### What is needed
Reproduce every entry below precisely; do not include the pictures.

### Stored data

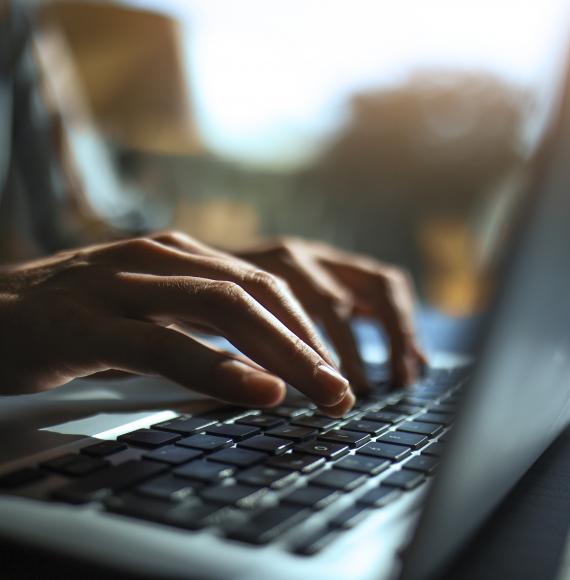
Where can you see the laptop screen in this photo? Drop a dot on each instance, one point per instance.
(519, 398)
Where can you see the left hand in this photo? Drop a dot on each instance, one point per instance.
(334, 286)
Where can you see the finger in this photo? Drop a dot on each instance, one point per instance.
(234, 314)
(331, 303)
(388, 296)
(153, 257)
(145, 348)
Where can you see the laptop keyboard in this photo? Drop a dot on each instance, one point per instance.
(252, 476)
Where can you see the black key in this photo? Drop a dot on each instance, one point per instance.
(402, 408)
(351, 438)
(173, 455)
(244, 496)
(313, 497)
(385, 450)
(287, 412)
(21, 477)
(315, 542)
(401, 438)
(267, 444)
(102, 483)
(81, 466)
(236, 432)
(385, 416)
(205, 442)
(239, 457)
(379, 497)
(339, 479)
(191, 514)
(423, 464)
(262, 421)
(270, 524)
(404, 479)
(185, 425)
(436, 418)
(104, 448)
(314, 422)
(264, 476)
(435, 449)
(349, 517)
(58, 463)
(323, 449)
(371, 427)
(168, 487)
(292, 432)
(444, 408)
(363, 464)
(420, 428)
(204, 470)
(297, 462)
(148, 438)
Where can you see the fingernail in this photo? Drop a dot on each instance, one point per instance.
(262, 381)
(333, 382)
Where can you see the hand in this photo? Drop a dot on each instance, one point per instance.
(121, 305)
(333, 286)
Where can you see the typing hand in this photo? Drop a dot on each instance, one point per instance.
(118, 306)
(333, 286)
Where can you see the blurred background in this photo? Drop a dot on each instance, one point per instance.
(400, 129)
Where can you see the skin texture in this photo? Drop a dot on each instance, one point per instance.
(132, 306)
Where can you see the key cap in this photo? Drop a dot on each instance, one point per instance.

### Your solution
Where can you see the laptop screen in this photo? Drop a dot on each instance, one point per instance.
(519, 398)
Where can you see the left hand in this photo? Drop a dot on each instance, one point per instance.
(334, 286)
Where can you see the finger in this photo? Drop a dot on each instance, one point per instance.
(234, 314)
(331, 303)
(388, 296)
(153, 257)
(145, 348)
Where can you see the laptop keyboard in this photo? Drop a dot on each instance, one point per instance.
(252, 476)
Where can you see the black key in this photo? Drop a dot on each instance, one point per instance.
(402, 408)
(351, 438)
(173, 455)
(244, 496)
(313, 497)
(385, 450)
(287, 412)
(21, 477)
(315, 542)
(401, 438)
(267, 444)
(102, 483)
(81, 466)
(236, 432)
(385, 416)
(205, 442)
(239, 457)
(379, 497)
(339, 479)
(191, 514)
(423, 464)
(262, 421)
(270, 524)
(404, 479)
(185, 425)
(436, 418)
(104, 448)
(314, 422)
(264, 476)
(435, 449)
(349, 517)
(58, 463)
(323, 449)
(371, 427)
(168, 487)
(292, 432)
(444, 408)
(363, 464)
(420, 428)
(204, 470)
(297, 462)
(148, 438)
Where can you see the fingernail in this photo? Drop a dot on each instance, one point per instance.
(262, 381)
(333, 382)
Where can you see the hand in this photo? Drop a dot on each instance, one point per instance.
(121, 305)
(333, 286)
Where can you see the typing hand in this photo? Drop a dot on each instance, one point per instance.
(118, 306)
(333, 286)
Where can you see the blurred background in this photo? Drop a dot on each instance, one point per instance.
(400, 129)
Where can you see the skin texture in this photo? Drop a dot on each instance, one point per instance.
(132, 306)
Where can you see the key cap in this photo? Drop a dot on each instance, one point per instance.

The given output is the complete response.